_Do this_
Transcribe all the entries word for word, but omit the images.

_Excerpted data_
<<<<

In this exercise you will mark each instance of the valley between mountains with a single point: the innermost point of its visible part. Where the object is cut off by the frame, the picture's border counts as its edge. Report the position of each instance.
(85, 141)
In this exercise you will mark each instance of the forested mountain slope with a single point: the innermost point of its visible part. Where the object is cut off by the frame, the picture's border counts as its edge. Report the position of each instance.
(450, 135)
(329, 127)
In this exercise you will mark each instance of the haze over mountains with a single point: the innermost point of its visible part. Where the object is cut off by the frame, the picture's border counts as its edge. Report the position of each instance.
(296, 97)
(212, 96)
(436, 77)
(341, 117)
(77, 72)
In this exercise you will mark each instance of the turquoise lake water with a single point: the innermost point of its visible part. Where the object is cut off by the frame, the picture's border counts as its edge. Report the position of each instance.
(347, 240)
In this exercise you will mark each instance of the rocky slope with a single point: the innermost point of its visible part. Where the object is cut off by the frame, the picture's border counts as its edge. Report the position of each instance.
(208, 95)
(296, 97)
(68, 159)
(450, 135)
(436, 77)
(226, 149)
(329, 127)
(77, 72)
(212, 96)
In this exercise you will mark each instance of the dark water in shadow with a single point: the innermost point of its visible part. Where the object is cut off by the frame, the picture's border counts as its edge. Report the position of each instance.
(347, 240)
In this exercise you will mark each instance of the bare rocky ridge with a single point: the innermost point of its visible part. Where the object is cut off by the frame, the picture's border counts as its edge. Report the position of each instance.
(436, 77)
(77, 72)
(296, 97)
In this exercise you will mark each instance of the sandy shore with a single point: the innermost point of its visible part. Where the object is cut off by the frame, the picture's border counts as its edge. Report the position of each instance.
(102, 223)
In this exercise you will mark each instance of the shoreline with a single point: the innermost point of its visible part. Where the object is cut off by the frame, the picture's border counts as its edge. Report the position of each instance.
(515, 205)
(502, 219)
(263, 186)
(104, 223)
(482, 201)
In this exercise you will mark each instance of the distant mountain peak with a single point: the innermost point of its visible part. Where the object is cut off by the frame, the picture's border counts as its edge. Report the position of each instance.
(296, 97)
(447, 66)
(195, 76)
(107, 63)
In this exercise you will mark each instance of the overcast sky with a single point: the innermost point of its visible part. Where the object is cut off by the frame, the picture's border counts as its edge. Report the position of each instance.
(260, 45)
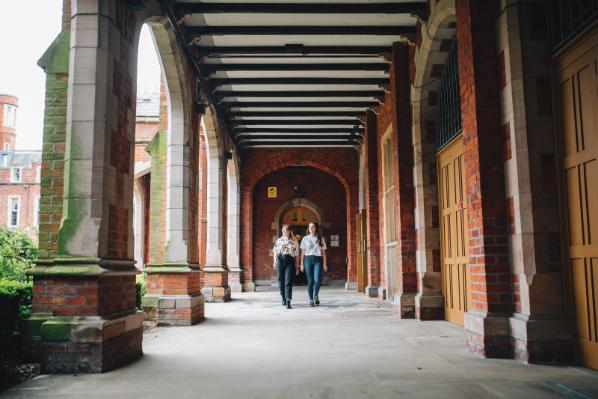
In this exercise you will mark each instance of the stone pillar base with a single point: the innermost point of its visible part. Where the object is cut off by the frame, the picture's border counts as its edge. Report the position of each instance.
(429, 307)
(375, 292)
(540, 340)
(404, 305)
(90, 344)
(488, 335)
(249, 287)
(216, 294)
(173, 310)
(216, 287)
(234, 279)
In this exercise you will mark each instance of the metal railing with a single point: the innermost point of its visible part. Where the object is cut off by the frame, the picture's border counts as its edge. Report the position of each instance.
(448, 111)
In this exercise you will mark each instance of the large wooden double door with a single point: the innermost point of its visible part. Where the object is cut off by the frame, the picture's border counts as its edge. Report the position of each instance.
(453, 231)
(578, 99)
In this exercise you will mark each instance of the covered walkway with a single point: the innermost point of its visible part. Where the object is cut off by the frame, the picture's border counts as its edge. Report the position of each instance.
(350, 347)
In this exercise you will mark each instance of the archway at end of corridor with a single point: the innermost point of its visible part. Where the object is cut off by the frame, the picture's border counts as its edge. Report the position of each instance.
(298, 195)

>>>>

_Task solution_
In this exercise you will mark each instance of the valley between mountains with a single point: the innermost point of its visible part. Where the object is cut off by the frame, the picture's border counts as its edge. Report the position of each instance.
(85, 141)
In this exercise you will mark each instance of the forested mountain slope with a single point: the innermost point of its visible part. Where the object is cut off by the frame, the picture's border counts as its edge. Report the position of each instance.
(450, 135)
(329, 127)
In this exercise you will mark each instance of the haze over mountains with a single point: the innermost point of its visible part. Where the object is cut off by the frame, the picture's border counts as its edge. Report the position of each instance.
(296, 97)
(212, 96)
(436, 77)
(341, 117)
(77, 72)
In this exercise you will mark each instance of the turquoise lake water with a single point: the innermost point of its visible part. Where the object is cut off by the frame, the picture's border counts as its edge. Report the position of each instance.
(347, 240)
In this exercise you will mark each instance of the rocky slope with a single point: the innermost point of its visible part. Where the object is cut off by the frame, the picture's border counts as its edge. Report the position of each instance.
(208, 95)
(296, 97)
(68, 159)
(450, 135)
(436, 77)
(226, 149)
(329, 127)
(77, 72)
(212, 96)
In this exercise you will mark each instance of the dark water in shadow with a single point: the innermost point of its visible part. Where the object is cut off by the frame, the picture's border counts as its edge. Report the position of each instance.
(347, 240)
In this exercise you will mark each instance of the bare rocky ridge with a single point: the innermost point of its visible part. Where the object is cut off by the frame, the picture's border counts as its edge. Report the position of each instance.
(436, 77)
(77, 72)
(296, 97)
In this exercise you will mark each instance of the sandy shore with a single point: the innermost point of its visible part. Where the object is cut off by the frame, the picture's border counts as its edge. Report the position of each instance.
(102, 223)
In this exercise you will mark each instance of the shoreline with a single point: the innermost point of its visible part. Where the object is cut off by the frame, the picture's border counts as its edge. Report the position of each instance.
(515, 205)
(502, 219)
(263, 186)
(104, 223)
(482, 201)
In this exercise you will mark each instance of the distant mountain peak with a single point: the innermost point of its visible part. Where the object is cut off by the frame, the picture's border counts as its edge. Report the position of each instance.
(296, 97)
(447, 66)
(195, 76)
(107, 63)
In this exercise you will mark each instance of the overcast sky with a single point: the innermost point of its visible part. Where the object is cut off by the frame, the picture's border counts as its edge. Report the position of each instance.
(260, 45)
In this exercise you will mark each instance of the stone pillar base with a single point: the innermost point of its visible part. Where the object is cut off by the frame, the picture's border counts as its edge. Report the position of each instance.
(429, 307)
(375, 292)
(540, 340)
(404, 305)
(90, 344)
(488, 335)
(249, 287)
(216, 294)
(173, 310)
(216, 287)
(234, 279)
In this exercise you will mark each instance of the metal railing with a single point: the innermost point of its visible part. Where the object is cut off by the frame, the picture's border counts as its edge. Report the position of each instance.
(448, 111)
In this exercise you will mark each instance of the large wooden double door with a single point: the innermost point of its visible part. Where the object is cut off by the frame, the picture's border counts as its edge. Report the position of each instance.
(453, 231)
(578, 99)
In this exercise you will mark each instance of the covered walkway with a single point: the innermost point of its visible part. Where the object is cut off by the frame, the picture's border counts as its edge. Report the position of each instance.
(350, 347)
In this exercise you will mark each instance of the archway at end of corridor with a single point: the innermost point of its visible part. Where the object is cut off by the frame, the picture's border counts as its edge. Report the position of each instance.
(298, 195)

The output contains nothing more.